* Document segment:
New Model Island

‘New Model Island: how to build a radical culture beyond the idea of England’ by Alex Niven, 2019, Repeater Books.

‘New Model Island’ presents a socialist northerner’s take on the current political zeitgeist in the Britain and Ireland. Namely, the widely anticipated break-up of the UK state; Scottish independence, Irish unification, Welsh independence. The author takes this further, by arguing that England is redundant as a political and cultural concept, and by putting forward an alternative to England – regional devolution, distribution of power, decentralisation – with a proud northern bias.

However, Niven does not present any tangible proposals for regional devolution until the final chapter. The earlier sections of the book primarily cover cultural issues. These are punctuated with staccato-like assertions that the English national psyche is warped beyond repair and that the concept of England must be left in the past. For example, ‘abandoning England as a lost cause, and cementing its status as a vanished kingdom, is a necessary precondition for the coming egalitarianism of the 21st century’.

For much of the book, the reader is left hanging on tenterhooks. Suspense comes through not knowing whether Niven’s regional devolution is to be confined to England; whether Niven also considers Scotland, Ireland and Wales as politically redundant concepts, despite their more advanced progressive national movements; whether New Model Island is a sophisticated work of sophistry intended to undermine democracy, and support the union through quasi-socialist ‘one nation’ federalist proposals. (See the RSP’s previous articles on federalism here, here and here). Thankfully, this is not the case. Niven writes that he is ‘not advocating a form of unionism’ and that ‘unionism [has] blighted Scottish and Irish existence’. However, that this answer comes so late in the book, makes for nervous reading up until that point.

* Objective a: Reproduce the passage of the book review between "However, Niven does" and "the 21st century’.", inclusive.
The book review above has no connection to the entries that follow it.

* Raw data:
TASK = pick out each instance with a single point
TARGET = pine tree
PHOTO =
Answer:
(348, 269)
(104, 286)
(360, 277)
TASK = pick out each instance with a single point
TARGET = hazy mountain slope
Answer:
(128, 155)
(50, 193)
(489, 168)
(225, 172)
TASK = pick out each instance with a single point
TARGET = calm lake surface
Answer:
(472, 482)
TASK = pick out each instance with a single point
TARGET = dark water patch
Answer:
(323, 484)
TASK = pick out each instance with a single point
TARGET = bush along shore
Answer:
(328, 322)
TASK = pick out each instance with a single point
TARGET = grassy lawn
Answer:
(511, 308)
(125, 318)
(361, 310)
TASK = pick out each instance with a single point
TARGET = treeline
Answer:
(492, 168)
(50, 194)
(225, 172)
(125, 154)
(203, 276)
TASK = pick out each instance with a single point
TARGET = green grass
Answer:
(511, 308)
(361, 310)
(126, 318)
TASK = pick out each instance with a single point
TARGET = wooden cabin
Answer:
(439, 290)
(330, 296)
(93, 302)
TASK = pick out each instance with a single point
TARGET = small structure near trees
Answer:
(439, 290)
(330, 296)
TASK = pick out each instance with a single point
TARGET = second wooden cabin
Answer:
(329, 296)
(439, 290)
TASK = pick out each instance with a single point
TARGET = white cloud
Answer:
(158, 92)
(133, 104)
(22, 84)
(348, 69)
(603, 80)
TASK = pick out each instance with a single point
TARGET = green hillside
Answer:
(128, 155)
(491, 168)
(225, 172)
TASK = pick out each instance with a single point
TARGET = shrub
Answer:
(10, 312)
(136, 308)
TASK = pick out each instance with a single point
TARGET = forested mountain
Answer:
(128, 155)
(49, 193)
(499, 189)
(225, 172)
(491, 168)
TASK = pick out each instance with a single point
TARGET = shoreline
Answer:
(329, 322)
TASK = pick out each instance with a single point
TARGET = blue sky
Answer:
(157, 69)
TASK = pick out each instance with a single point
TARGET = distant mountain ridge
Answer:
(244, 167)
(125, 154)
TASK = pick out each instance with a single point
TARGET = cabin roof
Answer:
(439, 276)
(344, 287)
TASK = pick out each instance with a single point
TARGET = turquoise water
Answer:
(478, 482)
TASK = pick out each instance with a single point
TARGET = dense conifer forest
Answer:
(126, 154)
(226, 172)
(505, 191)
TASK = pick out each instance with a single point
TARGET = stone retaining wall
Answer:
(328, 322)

* Objective b: Give only the number of lines in the entries that contain the string "water", matching case exactly.

* Expected output a:
However, Niven does not present any tangible proposals for regional devolution until the final chapter. The earlier sections of the book primarily cover cultural issues. These are punctuated with staccato-like assertions that the English national psyche is warped beyond repair and that the concept of England must be left in the past. For example, ‘abandoning England as a lost cause, and cementing its status as a vanished kingdom, is a necessary precondition for the coming egalitarianism of the 21st century’.

* Expected output b: 2